**EXERCISE REQUIREMENTS**
Only the lines from the one containing "Where can the woman's left" through the last line below should be written out, exactly and with both ends kept.

**RECORDED DATA**
══════
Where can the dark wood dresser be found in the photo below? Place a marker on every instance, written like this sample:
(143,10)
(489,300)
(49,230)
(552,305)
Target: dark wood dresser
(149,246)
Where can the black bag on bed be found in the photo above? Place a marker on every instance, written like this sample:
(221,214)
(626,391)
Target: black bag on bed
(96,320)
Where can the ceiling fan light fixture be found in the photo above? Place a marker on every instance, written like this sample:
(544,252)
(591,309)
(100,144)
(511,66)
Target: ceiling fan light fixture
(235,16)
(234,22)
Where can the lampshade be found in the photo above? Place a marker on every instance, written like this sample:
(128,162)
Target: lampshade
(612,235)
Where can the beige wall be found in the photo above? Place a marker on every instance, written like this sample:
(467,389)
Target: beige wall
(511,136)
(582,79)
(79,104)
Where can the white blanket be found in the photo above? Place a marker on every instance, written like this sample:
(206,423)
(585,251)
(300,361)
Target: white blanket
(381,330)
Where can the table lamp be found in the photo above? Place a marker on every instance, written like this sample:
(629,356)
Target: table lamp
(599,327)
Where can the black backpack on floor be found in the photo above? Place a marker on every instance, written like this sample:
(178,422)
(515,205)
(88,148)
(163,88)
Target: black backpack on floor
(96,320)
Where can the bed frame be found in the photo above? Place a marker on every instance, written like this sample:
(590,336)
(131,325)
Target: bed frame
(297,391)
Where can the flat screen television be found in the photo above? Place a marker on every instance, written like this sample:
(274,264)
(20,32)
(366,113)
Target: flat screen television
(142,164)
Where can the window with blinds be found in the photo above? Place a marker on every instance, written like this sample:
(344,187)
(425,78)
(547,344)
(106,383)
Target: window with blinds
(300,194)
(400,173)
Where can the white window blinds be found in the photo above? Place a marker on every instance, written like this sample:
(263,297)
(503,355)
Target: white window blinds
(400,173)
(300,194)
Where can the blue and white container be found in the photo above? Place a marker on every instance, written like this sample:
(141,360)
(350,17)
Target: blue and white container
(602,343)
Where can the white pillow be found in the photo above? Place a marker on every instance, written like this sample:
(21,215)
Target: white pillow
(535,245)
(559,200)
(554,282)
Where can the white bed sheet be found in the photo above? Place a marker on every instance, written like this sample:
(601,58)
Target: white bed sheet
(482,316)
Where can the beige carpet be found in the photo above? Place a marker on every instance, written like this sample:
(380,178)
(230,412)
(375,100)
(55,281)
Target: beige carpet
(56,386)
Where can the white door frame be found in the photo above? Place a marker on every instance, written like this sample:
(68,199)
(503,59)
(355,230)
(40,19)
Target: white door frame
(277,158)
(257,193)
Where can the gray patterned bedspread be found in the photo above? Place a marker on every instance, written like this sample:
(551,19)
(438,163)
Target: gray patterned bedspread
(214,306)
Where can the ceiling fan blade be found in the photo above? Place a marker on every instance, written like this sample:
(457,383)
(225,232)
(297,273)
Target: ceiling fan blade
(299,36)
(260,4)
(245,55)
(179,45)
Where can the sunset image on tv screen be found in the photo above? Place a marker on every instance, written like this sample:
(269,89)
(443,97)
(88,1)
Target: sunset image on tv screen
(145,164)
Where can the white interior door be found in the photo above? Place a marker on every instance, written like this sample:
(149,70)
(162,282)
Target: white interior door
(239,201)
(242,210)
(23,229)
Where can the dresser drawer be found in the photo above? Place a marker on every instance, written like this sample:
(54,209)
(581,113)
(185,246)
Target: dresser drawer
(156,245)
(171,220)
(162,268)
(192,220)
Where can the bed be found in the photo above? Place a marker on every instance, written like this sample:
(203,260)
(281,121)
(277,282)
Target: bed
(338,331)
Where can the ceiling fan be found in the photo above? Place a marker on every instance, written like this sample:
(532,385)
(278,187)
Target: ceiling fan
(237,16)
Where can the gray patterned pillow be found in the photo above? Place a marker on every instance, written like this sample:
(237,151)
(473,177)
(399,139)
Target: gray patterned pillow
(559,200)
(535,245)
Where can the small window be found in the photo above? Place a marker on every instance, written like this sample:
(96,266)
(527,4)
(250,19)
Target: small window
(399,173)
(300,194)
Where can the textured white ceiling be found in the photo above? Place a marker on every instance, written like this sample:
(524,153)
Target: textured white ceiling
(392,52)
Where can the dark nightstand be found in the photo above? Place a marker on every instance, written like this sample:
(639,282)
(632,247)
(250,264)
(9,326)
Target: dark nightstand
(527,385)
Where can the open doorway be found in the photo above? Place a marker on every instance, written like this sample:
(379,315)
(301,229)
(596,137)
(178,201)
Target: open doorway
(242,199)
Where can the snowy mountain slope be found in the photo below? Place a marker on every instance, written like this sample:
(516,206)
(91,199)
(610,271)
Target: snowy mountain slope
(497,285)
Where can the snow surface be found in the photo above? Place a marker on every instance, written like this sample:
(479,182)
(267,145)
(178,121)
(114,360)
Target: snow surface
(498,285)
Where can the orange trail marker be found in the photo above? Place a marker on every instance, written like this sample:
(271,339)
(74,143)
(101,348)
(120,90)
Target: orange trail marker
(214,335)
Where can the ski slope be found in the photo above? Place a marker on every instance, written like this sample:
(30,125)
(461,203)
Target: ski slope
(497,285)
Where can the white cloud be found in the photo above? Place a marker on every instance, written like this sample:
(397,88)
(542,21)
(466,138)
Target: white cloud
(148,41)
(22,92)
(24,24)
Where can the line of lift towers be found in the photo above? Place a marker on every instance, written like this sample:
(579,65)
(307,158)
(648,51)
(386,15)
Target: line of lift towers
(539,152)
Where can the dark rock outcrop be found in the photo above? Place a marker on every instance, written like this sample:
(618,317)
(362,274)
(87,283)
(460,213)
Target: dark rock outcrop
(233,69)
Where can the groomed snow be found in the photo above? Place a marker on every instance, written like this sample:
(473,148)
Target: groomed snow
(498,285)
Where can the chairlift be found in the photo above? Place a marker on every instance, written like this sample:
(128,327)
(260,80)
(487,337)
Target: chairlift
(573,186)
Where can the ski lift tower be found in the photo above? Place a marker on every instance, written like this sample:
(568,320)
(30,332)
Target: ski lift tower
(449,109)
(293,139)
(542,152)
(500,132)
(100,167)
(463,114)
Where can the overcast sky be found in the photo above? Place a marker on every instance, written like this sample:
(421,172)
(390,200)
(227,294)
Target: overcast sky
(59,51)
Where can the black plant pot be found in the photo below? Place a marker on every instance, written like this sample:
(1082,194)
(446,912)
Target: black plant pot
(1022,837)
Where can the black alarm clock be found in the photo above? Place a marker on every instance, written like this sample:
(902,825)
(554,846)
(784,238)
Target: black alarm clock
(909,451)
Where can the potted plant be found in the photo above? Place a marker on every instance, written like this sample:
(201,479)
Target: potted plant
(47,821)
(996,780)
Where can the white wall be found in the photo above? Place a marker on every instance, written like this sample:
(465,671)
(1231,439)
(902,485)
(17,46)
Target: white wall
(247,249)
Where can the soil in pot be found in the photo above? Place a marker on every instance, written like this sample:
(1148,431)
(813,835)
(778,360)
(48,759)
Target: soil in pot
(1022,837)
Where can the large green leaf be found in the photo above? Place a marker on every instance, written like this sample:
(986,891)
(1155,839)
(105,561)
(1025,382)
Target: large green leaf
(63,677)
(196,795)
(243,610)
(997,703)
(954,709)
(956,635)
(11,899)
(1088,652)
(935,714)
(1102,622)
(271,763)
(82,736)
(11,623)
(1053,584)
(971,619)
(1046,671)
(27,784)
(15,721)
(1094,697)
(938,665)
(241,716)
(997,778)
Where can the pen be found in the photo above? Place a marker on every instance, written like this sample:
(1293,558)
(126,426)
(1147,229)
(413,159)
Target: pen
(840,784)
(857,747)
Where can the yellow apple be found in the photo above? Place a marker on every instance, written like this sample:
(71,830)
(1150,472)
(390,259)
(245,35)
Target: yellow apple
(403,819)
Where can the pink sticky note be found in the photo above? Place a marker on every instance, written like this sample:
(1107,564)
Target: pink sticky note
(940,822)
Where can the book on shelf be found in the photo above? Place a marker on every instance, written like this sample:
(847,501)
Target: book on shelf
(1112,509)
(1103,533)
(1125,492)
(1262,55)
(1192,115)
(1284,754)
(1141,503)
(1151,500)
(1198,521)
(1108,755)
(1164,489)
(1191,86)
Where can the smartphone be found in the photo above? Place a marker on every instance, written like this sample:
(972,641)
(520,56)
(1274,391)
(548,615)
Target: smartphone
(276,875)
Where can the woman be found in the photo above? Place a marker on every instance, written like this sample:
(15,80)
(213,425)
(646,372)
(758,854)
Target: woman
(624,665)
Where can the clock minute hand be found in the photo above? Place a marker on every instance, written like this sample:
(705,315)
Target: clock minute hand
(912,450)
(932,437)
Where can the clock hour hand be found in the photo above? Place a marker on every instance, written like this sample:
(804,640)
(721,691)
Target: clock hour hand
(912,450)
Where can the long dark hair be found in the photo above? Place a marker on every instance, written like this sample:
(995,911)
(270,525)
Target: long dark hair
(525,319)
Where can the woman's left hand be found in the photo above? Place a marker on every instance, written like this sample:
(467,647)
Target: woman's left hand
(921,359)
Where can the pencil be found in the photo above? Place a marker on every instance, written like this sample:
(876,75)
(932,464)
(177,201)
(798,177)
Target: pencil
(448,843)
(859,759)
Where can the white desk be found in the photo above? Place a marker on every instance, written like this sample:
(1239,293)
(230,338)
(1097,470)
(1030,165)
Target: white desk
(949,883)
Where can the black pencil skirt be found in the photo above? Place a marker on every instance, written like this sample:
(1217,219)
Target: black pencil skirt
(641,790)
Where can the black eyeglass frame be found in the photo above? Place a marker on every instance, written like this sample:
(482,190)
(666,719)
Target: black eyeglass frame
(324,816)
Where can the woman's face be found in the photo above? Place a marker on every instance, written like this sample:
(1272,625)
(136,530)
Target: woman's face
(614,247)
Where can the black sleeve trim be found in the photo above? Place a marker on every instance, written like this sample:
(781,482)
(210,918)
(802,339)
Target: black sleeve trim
══════
**THE REPLY**
Where can the woman's left hand be found in the photo above? Place a marker on every instance, written like this sample:
(467,647)
Target: woman's left hand
(921,359)
Where can the pencil be found in the photo above? Place a marker on every instance, written like this sample:
(876,75)
(932,464)
(177,201)
(798,177)
Target: pencil
(448,843)
(859,759)
Where can the white desk be found in the photo above? Place a marker on every instance, written like this sample:
(1239,293)
(230,338)
(1097,470)
(1030,165)
Target: white desk
(949,883)
Where can the black pencil skirt be found in the photo above? Place a marker on every instance, written like this sample:
(1217,219)
Target: black pencil skirt
(641,790)
Where can the black eyeglass frame be found in the photo above? Place a marker on every instance, written like this sample:
(482,190)
(666,719)
Target: black eyeglass frame
(324,816)
Where can the woman's face be found in the photo above? Place a marker on every instance, written like this sample:
(1272,625)
(136,530)
Target: woman's face
(614,247)
Where can the black sleeve trim be found in the photo above? Place a marker on every instance, written like this sample:
(781,482)
(210,918)
(802,339)
Target: black sleeve trim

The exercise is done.